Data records
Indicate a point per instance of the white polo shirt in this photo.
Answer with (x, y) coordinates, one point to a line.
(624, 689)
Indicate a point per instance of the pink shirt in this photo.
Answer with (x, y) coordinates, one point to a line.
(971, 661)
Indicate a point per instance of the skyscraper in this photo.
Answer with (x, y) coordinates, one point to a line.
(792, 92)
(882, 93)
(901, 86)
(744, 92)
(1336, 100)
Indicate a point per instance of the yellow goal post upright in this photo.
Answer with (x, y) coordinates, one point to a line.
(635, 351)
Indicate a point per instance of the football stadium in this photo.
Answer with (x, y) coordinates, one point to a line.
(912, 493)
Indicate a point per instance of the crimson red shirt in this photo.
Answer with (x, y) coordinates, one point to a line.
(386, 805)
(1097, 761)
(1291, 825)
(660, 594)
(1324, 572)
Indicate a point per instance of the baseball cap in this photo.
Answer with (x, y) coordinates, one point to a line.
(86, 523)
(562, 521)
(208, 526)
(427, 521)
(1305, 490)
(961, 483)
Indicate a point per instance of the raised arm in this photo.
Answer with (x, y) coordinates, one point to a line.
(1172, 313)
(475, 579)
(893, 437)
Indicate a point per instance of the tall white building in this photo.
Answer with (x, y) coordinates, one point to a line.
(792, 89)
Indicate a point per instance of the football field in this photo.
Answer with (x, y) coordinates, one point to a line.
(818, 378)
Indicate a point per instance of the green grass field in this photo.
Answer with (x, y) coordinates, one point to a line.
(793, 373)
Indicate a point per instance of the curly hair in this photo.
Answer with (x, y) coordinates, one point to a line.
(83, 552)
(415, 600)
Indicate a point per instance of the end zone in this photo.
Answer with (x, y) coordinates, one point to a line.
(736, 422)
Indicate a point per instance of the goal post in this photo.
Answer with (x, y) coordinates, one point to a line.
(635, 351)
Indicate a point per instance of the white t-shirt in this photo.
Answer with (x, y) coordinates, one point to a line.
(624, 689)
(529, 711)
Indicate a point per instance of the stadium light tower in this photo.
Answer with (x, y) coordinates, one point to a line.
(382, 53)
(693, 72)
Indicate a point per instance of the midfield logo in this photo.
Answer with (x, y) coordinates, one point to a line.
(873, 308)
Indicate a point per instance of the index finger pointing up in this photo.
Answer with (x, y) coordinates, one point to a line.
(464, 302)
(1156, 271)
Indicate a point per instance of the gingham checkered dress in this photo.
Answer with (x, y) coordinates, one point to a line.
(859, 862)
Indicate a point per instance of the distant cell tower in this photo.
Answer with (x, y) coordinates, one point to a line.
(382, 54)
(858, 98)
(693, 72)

**WHAT THE TASK REQUIRES**
Set down the entries verbatim, leaving none out.

**THE SOLUTION**
Indicate a point per instance of the white polo shirt in this photo.
Answer with (x, y) coordinates, one point to a line.
(624, 689)
Indicate a point per instance of the pink shirt in this photo.
Answer with (x, y) coordinates, one point to a line.
(971, 661)
Indicate a point per instance of the skyscraper in this photo.
Answer with (x, y) coordinates, one point to a line.
(792, 92)
(882, 93)
(901, 86)
(744, 92)
(1336, 100)
Indicate a point per instance of the yellow goal post upright in this photo.
Answer with (x, y) coordinates, one point to a line.
(635, 351)
Indicate a point per instance of the football stadium in this photo.
Answer with (x, y) coordinates, one point to a line.
(912, 493)
Indicate a point per instance of the crimson red shirt in this photo.
Answer with (x, y) coordinates, one point to a line.
(386, 805)
(1097, 761)
(1291, 825)
(660, 594)
(1324, 572)
Indicate a point per instance of the baseball cap in this photo.
Answer with (x, y) coordinates, one point to a line.
(86, 523)
(562, 521)
(208, 526)
(427, 521)
(1305, 490)
(961, 483)
Indicate a point per instance of the raised arm in this photo.
Answer with (x, y) coordinates, one point to a line.
(1172, 313)
(475, 579)
(893, 437)
Indicate a point per instance of the tall white building in this photo.
Answer with (x, y) coordinates, one point to a line.
(792, 89)
Indicate a point per instance of the football field in this photo.
Answer with (x, y) coordinates, one point to a line.
(818, 378)
Indicate a point per instance of the green grass field in this photo.
Answer with (x, y) coordinates, one point to a line.
(793, 373)
Indicate a point per instance of the curly hair in this photo.
Answer with (x, y) coordinates, one point to a line.
(83, 552)
(415, 600)
Indicate a point per instance of the end zone in this photo.
Answer with (x, y) coordinates, one point to a line.
(736, 422)
Indicate a point per instance of the goal post in this photo.
Answer with (x, y) coordinates, one point to a line.
(635, 351)
Indicate a point per instance of the white t-shirt in this photo.
Answer with (x, y) coordinates, one point to a line.
(624, 689)
(529, 711)
Indicate a point per instance of the stadium light tower in this photo.
Answer with (x, y) coordinates, one point to a line.
(382, 53)
(693, 72)
Indicate a point per instance of the midfield logo in this photo.
Answer with (x, y) coordinates, one point to a line.
(873, 308)
Indicate a point per instance of the index finger pointing up in this photo.
Answer with (x, y) coordinates, one point to a line.
(464, 302)
(1156, 271)
Indicate a point per instance of the gingham checkered dress in this photo.
Answer with (x, y) coordinates, one point to a line.
(859, 862)
Indicate a point per instance of the distant cell tower in this photo.
Answer with (x, y) coordinates, one point to a line.
(382, 54)
(858, 98)
(693, 72)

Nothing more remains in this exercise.